## Task data

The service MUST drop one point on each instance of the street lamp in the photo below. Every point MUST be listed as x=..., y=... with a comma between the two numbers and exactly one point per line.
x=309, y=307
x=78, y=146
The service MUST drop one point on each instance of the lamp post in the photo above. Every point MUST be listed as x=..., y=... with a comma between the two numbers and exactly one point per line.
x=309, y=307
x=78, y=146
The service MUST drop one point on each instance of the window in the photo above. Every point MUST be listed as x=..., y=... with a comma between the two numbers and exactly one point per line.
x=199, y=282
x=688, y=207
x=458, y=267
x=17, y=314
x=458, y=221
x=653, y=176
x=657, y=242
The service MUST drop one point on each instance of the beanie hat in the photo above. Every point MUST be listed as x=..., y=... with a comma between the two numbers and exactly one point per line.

--

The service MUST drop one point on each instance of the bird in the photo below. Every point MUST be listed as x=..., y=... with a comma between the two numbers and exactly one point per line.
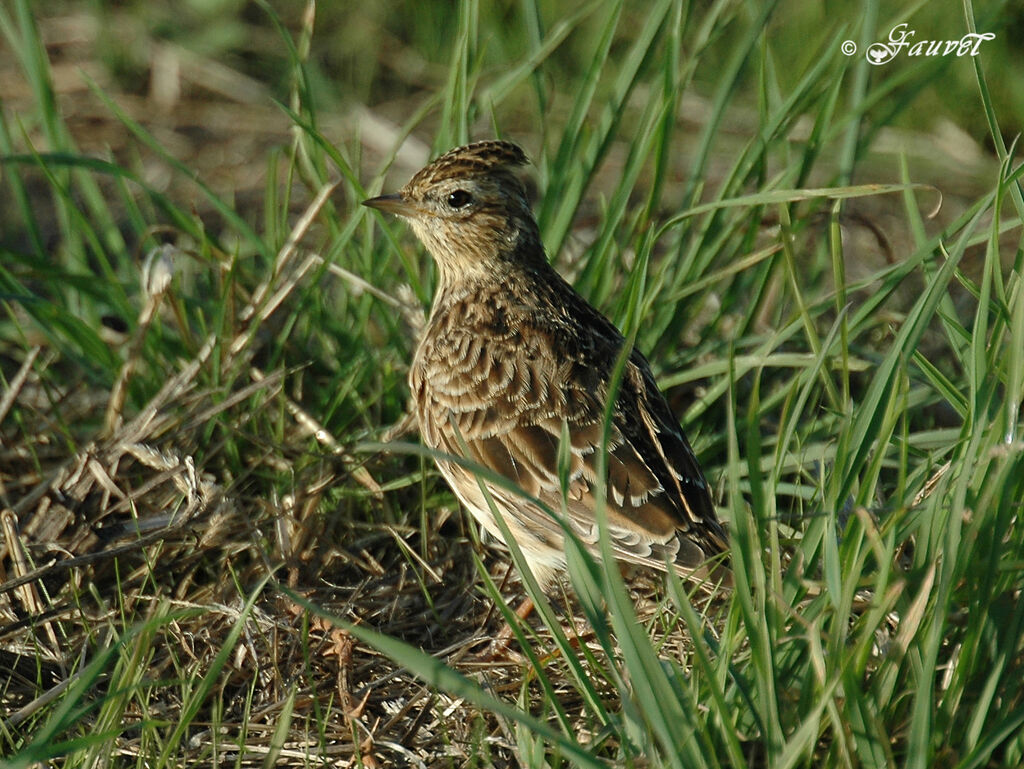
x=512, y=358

## Required action
Of the entries above, repeat exactly the lines between the line with "of the window" and the line with "of the beanie", inclusive, and no others.

## Solution to this problem
The service MUST drop one point on each instance of the window in the photo above. Every point MUST be listed as x=..., y=... with a comma between the two numbers and exactly one point per line.
x=199, y=282
x=688, y=207
x=458, y=267
x=17, y=314
x=458, y=221
x=653, y=176
x=657, y=242
The service MUST drop one point on each instance of the beanie hat in the photo above. Every point MUST be listed as x=..., y=... with a comma between the two numbers and exactly one point per line.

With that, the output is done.